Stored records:
------------------------------------------------
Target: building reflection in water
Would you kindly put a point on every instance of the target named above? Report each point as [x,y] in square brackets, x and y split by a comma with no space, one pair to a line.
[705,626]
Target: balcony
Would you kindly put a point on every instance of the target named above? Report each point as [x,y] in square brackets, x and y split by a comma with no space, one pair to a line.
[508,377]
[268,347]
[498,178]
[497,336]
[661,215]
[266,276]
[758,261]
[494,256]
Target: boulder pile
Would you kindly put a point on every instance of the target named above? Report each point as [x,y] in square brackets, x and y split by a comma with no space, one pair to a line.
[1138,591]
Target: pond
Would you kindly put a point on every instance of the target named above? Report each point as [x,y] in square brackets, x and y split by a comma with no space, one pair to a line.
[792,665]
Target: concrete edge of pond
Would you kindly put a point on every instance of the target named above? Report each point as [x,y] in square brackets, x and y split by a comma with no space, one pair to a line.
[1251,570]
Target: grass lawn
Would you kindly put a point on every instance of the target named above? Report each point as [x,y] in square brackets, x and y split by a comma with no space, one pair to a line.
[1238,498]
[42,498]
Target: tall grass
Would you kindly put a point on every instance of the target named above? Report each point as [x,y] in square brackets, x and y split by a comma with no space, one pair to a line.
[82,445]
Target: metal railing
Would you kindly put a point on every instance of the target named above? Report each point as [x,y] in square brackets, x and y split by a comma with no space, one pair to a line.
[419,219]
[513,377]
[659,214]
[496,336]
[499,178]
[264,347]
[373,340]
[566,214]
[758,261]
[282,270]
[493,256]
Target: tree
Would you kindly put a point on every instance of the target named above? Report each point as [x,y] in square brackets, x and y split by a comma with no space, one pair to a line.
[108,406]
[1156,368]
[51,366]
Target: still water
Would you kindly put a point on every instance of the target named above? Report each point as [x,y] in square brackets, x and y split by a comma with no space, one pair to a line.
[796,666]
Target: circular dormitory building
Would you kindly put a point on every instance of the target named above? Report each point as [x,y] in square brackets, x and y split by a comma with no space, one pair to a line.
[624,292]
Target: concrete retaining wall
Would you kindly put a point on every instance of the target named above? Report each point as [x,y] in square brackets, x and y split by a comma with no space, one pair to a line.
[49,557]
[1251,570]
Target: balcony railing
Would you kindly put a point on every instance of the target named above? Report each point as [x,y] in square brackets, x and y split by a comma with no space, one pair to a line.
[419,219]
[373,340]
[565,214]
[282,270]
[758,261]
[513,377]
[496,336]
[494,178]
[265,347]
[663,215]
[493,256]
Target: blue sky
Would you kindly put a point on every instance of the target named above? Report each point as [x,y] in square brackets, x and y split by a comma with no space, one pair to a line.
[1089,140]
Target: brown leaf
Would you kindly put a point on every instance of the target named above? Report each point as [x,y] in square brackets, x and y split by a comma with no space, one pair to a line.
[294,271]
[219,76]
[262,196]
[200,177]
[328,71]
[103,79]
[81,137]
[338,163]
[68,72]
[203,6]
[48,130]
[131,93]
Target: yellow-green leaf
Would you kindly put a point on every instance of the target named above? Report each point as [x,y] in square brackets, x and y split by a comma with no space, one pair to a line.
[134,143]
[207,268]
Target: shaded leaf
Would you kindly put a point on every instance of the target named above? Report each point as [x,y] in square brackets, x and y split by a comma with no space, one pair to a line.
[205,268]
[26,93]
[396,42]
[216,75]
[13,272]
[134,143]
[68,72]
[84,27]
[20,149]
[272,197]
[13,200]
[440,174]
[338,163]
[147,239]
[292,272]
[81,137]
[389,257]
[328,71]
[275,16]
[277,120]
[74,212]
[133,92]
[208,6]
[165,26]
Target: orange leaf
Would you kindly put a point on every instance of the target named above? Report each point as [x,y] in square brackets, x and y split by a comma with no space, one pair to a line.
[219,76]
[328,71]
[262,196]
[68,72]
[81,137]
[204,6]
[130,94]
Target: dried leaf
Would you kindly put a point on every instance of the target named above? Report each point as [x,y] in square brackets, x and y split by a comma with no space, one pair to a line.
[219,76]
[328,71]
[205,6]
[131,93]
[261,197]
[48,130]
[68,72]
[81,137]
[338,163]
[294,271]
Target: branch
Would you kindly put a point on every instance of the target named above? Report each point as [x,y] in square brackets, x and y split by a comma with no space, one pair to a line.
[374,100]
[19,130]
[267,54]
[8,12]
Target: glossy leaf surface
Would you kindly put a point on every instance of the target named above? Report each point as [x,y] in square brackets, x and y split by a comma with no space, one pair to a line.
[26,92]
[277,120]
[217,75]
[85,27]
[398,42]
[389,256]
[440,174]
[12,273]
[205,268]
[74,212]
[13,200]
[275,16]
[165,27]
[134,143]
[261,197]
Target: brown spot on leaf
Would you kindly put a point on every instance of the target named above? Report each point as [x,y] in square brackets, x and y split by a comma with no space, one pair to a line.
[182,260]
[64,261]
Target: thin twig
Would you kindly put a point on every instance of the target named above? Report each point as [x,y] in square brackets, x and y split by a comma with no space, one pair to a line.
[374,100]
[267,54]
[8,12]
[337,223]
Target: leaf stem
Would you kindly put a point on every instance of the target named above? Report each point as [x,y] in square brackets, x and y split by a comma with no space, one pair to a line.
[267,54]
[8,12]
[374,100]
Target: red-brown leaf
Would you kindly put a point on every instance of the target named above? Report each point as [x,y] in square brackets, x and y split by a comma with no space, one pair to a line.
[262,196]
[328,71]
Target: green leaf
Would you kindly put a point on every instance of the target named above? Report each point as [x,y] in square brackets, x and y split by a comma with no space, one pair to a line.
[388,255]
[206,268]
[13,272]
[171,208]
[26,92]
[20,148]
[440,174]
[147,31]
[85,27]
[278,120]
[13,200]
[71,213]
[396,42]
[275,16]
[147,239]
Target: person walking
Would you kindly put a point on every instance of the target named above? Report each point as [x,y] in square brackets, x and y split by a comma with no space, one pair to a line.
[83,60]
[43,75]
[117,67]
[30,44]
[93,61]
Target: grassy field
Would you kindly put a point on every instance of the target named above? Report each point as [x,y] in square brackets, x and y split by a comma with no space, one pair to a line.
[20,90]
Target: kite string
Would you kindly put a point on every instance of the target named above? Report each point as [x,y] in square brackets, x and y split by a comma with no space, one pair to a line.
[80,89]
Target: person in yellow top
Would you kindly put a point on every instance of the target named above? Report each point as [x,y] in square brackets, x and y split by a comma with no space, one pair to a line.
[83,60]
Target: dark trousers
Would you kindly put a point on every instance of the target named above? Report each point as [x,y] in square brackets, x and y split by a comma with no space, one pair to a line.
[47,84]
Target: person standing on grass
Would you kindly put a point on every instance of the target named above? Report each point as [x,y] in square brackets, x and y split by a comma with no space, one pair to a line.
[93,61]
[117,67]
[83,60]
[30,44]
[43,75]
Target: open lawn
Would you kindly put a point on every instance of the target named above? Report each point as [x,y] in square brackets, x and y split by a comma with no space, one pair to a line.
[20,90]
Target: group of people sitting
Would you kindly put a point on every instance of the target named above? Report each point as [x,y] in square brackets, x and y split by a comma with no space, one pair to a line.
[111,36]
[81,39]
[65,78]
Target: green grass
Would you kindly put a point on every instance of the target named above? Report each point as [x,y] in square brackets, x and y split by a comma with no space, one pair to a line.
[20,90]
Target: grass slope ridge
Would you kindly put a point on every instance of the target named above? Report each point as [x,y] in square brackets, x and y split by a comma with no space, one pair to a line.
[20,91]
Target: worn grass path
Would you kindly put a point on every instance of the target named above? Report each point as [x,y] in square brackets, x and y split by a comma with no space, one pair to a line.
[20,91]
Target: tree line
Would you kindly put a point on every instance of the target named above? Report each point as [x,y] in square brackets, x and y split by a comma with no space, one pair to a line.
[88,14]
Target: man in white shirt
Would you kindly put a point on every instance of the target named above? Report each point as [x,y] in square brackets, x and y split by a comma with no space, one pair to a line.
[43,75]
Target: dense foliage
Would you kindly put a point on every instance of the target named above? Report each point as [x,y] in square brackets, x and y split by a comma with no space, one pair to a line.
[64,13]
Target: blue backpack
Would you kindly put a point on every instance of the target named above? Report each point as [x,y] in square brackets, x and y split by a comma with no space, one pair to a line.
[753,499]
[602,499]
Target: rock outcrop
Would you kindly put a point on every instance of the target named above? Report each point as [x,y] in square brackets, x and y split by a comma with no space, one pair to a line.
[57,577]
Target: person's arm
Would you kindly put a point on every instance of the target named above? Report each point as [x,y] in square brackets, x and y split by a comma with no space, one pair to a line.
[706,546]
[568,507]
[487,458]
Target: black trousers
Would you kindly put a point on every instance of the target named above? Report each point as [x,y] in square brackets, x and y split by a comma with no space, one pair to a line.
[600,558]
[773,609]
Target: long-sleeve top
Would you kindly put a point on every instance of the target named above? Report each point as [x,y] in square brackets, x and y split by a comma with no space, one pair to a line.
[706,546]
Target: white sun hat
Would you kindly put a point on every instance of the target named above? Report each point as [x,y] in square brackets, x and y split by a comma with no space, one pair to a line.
------------------------------------------------
§ **WHAT YOU WILL DO**
Please copy the records from the line with "Target: long-sleeve top" through the end of the records, substituting "baseball cap" for "sun hat" and leaving everything else unchanged.

§ **SOLUTION TO THIS TASK**
Target: long-sleeve top
Would you kindly put a point on every instance of the target named above? Report each point as [x,y] in square brackets, x and y split by a comma with no space, one pair to a line.
[706,546]
Target: white baseball cap
Would you kindly put a point on every instance of the target named above? Report each point as [x,y] in square brackets, x and y split by a comma with no space, one pair to a line.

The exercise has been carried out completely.